Document segment:
>> begin
From personal teaching experience, I have found that not only does every student have a different character and style to engage in class, but every single class will have their very own dynamic too. It is like a compound of characters that come together and create their own mechanism. Depending on the constellation of characters, it can go particularly well and push the quiet person to become rather confident in utilising a foreign language, or in another scenario, lead a whole group to adapt a silence approach. I believe that as a teacher my job is to analyse my students as individuals as well as the group as a whole. If there is one student in the classroom that is a lot quieter than the rest of the students, I as the teacher, have to ensure to use an approach that is differently tailored to those students than the rest of the group. This approach could mean speaking with a softer voice with that particular student, producing more eye contact, giving plenty of positive reinforcement and encouragement when they do speak or even if they just try to speak, and making them feel as if they belong to that classroom just as much as the rest of the group. Especially for the introverted/shy person confidence is a process that has to grow gradually.
>> end
Written tasks:
1. In the passage on teaching quiet students, how does confidence develop for the introverted or shy person?
2. Pick up the passage on teaching quiet students after its final sentence and keep writing.

Provided records:
>> begin
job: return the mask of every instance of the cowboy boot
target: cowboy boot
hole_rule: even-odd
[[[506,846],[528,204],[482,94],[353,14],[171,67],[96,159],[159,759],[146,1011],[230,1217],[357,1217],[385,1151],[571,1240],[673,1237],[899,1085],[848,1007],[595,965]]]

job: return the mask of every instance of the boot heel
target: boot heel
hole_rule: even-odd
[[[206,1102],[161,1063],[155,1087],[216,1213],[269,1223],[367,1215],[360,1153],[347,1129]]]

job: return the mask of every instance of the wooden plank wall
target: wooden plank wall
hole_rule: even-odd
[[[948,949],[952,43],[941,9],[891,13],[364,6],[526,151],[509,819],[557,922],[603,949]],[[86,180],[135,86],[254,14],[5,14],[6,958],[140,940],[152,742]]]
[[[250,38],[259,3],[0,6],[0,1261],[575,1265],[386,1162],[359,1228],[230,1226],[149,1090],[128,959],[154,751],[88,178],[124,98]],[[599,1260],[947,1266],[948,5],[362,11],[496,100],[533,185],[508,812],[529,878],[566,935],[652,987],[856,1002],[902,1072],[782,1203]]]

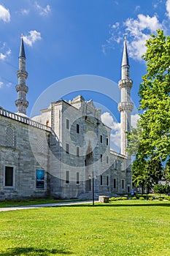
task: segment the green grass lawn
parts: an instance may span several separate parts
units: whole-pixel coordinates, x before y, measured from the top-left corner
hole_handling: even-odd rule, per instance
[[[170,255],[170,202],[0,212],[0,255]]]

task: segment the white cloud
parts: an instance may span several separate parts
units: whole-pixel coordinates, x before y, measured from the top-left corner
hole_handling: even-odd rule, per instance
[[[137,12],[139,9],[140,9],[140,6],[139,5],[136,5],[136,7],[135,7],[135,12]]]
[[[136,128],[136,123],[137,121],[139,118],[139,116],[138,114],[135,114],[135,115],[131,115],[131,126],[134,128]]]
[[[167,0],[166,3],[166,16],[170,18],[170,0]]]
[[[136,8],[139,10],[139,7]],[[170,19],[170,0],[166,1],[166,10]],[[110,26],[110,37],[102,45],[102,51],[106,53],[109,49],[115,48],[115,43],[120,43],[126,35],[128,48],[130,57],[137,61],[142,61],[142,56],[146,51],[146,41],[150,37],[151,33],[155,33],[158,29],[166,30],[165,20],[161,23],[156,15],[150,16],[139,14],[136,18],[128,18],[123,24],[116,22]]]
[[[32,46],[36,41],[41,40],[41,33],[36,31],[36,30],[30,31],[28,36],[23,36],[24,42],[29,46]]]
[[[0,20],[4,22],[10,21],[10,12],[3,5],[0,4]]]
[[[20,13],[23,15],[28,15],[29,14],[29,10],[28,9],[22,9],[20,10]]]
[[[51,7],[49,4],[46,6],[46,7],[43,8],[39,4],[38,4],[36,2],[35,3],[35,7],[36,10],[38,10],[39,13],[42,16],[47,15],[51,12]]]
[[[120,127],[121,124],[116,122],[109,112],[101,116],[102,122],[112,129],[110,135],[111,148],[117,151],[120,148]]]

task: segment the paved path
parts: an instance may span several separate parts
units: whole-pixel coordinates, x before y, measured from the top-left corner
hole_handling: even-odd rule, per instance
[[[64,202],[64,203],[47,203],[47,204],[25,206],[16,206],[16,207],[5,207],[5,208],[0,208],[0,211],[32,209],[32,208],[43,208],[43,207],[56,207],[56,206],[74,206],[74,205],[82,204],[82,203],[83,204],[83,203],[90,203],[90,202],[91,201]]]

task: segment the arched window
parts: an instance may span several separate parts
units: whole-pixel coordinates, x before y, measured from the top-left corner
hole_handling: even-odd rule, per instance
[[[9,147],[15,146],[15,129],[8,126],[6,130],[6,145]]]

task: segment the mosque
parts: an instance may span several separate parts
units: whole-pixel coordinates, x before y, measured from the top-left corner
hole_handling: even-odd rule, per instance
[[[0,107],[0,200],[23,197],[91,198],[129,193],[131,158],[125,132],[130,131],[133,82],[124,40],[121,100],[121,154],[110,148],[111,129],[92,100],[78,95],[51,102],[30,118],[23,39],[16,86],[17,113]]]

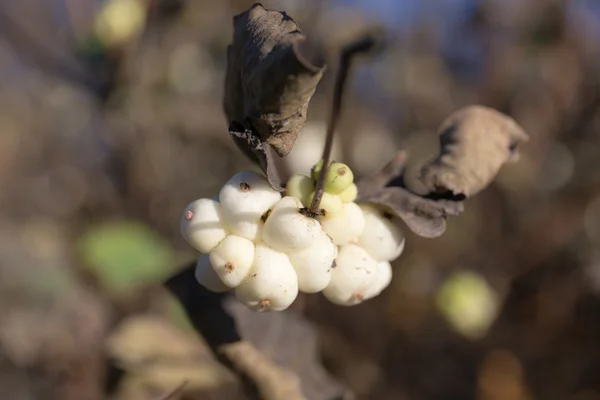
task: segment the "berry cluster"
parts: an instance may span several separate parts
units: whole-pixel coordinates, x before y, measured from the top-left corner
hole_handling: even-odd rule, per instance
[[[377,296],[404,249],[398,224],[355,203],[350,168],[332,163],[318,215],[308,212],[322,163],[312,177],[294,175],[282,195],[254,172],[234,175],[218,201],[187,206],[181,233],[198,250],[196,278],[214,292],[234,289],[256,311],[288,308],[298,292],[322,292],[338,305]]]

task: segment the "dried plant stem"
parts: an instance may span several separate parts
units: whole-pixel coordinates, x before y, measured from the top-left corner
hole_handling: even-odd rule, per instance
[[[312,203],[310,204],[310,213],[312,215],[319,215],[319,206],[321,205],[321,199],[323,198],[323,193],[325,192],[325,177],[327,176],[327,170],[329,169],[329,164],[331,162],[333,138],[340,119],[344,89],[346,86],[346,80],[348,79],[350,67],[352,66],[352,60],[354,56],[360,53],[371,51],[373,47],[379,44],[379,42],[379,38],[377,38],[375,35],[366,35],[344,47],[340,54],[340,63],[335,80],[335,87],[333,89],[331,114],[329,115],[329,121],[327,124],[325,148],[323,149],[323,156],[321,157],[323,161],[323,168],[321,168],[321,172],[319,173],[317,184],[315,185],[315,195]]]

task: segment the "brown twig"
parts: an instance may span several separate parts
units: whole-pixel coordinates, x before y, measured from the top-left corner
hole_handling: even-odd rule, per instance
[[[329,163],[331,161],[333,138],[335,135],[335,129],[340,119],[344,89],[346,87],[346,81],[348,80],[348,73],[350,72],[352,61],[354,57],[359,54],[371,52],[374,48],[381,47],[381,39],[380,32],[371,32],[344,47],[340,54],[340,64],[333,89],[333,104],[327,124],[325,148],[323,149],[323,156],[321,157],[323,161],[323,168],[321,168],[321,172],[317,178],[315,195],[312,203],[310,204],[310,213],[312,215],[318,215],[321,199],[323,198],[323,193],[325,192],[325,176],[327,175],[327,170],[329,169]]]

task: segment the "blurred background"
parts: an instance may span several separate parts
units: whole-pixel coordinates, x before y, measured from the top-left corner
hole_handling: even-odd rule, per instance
>> end
>> begin
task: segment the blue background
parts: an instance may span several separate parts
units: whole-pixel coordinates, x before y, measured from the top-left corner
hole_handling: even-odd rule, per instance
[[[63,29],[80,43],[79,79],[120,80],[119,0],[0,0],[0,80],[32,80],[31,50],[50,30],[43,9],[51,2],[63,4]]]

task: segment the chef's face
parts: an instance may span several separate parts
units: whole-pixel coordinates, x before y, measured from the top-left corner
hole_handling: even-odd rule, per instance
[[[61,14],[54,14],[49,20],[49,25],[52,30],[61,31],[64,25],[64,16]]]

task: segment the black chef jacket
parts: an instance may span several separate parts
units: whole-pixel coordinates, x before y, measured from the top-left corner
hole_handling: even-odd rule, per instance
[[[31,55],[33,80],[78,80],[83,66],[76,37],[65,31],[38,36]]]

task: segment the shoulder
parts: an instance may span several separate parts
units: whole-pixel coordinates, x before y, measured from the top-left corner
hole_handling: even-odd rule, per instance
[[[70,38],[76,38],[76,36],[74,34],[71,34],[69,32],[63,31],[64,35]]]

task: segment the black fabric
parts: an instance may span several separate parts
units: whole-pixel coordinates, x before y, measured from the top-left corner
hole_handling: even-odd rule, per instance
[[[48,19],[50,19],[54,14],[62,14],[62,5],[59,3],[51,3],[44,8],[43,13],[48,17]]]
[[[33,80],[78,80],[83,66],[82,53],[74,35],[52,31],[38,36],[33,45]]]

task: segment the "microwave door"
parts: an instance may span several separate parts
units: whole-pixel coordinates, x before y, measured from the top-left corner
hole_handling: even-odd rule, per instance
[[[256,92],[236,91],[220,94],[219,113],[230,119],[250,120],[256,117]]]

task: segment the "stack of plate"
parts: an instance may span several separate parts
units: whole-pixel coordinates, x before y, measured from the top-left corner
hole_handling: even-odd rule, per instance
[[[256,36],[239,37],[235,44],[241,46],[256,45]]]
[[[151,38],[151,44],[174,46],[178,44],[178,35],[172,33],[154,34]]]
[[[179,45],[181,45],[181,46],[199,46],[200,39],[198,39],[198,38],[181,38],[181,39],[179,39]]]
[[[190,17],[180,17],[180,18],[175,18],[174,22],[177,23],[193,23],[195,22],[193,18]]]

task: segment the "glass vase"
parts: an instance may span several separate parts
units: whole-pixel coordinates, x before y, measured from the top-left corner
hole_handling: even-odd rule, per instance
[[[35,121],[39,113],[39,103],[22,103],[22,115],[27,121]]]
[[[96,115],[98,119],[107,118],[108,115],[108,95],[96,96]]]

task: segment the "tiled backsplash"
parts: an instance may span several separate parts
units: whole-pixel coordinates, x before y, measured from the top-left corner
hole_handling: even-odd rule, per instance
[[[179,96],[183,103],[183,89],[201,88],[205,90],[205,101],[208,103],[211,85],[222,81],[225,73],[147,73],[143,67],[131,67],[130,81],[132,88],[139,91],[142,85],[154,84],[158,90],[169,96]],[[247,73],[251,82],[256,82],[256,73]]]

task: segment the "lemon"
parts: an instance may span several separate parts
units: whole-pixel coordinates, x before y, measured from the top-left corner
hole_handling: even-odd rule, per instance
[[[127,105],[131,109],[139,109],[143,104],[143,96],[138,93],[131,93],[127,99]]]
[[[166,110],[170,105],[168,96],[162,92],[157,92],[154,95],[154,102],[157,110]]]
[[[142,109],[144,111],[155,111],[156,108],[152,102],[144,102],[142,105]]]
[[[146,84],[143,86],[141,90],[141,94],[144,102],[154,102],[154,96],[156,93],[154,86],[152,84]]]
>> end
Replies:
1. It is a process that has to grow gradually.

2.
Another important factor to take into consideration when aiming at building a student’s confidence is to take into the account cultural background. That does not mean to shovel students into a box and label them by their country of origin, but rather, to make sure we as teachers are culturally informed. By that, I mean that we don't assume that every student will respond in the same way or take as much time to start speaking English. Moreover, some students may even utilise different alphabets. It is important that those students receive a teaching style that tailors to their cultural background. My point is that I may not be able to list “five different approaches to build confidence in students” but rather, I want to highlight the importance that every single student and every single group is very likely to be different. I as the teacher have to remain flexible and sensitive to the needs of my students and adjust my teaching style according to those factors. I might be the “loud, funny, spontaneous” teacher in one classroom, and the “calm and soft-spoken” teacher in the next. However, at the end of each lesson, I want my students to walk out of the classroom and feel seen and accepted for who they are.